**GIVEN RECORDS**
:::
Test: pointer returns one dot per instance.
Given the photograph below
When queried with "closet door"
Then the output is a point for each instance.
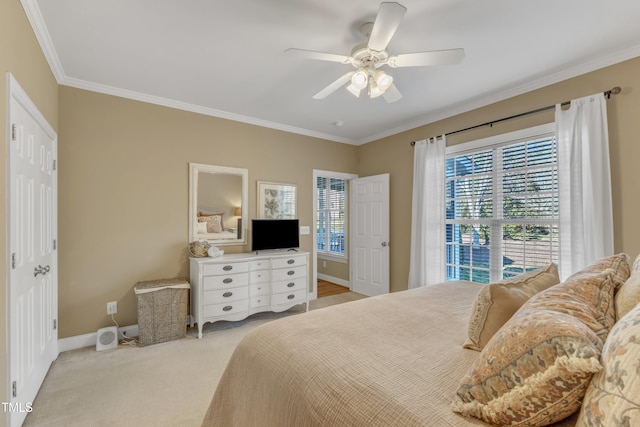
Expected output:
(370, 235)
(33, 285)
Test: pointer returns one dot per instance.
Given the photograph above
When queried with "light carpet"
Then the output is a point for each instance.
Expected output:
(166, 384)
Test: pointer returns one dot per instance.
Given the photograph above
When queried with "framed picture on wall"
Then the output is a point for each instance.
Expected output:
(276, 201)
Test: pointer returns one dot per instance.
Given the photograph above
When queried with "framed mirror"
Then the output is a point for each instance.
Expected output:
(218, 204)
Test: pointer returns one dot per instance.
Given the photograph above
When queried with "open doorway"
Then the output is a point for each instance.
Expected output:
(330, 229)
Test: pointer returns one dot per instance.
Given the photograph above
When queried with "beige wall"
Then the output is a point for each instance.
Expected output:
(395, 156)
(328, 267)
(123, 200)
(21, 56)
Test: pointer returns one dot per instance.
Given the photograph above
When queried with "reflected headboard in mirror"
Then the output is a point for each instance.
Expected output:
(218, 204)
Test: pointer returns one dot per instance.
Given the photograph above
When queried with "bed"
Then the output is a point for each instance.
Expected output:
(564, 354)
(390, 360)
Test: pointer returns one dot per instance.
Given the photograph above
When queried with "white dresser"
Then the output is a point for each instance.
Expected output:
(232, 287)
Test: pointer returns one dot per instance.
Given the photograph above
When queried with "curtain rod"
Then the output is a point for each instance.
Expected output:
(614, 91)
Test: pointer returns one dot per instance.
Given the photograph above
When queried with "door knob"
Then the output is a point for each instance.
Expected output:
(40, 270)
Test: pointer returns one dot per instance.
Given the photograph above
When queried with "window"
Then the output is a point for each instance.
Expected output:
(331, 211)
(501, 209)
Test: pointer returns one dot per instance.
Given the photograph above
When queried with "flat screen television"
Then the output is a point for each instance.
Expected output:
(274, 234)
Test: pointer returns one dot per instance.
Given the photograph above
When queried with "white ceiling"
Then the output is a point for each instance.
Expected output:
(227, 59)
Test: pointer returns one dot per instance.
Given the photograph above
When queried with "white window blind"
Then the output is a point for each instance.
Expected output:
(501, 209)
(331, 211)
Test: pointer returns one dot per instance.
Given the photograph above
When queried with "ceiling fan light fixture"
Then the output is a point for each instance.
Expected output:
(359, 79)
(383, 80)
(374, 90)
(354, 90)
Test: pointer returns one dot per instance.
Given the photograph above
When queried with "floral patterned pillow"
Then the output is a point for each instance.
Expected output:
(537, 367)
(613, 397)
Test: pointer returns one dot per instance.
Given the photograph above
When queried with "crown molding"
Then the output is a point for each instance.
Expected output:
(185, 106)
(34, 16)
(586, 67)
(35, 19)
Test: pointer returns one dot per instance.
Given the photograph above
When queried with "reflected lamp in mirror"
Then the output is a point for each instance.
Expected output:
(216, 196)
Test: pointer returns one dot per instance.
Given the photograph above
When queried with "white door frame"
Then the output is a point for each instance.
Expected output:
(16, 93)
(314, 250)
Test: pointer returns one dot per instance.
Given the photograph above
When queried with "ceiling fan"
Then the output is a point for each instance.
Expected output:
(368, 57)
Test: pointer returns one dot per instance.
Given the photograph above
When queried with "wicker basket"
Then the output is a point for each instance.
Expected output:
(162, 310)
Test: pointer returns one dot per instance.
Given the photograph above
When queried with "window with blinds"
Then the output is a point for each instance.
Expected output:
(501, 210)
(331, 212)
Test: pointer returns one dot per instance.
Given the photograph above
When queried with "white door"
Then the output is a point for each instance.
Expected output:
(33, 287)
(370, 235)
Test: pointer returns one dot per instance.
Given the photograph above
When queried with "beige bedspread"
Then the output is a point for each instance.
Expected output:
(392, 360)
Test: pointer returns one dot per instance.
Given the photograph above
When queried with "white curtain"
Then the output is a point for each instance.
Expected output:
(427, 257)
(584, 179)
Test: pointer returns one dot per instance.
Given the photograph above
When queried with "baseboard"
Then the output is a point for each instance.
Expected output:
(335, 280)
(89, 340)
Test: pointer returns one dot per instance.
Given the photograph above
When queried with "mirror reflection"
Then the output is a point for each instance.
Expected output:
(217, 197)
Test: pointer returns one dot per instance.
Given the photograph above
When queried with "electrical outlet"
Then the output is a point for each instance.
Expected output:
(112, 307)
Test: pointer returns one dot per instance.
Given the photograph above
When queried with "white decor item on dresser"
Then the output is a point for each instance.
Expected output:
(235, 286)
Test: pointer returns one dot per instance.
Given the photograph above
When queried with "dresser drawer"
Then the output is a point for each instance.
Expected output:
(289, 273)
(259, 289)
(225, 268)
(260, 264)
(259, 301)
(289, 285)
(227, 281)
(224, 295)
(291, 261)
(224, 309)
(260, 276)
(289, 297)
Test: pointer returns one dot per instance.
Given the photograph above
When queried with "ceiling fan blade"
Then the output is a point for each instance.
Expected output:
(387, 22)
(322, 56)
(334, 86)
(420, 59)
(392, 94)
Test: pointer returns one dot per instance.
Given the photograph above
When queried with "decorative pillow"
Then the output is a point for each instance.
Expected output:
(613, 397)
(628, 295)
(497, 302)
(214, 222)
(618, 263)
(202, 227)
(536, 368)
:::
**TASK ITEM**
Going line by line through the listing above, count those that contain "mirror" and give only the result.

**ANSWER BELOW**
4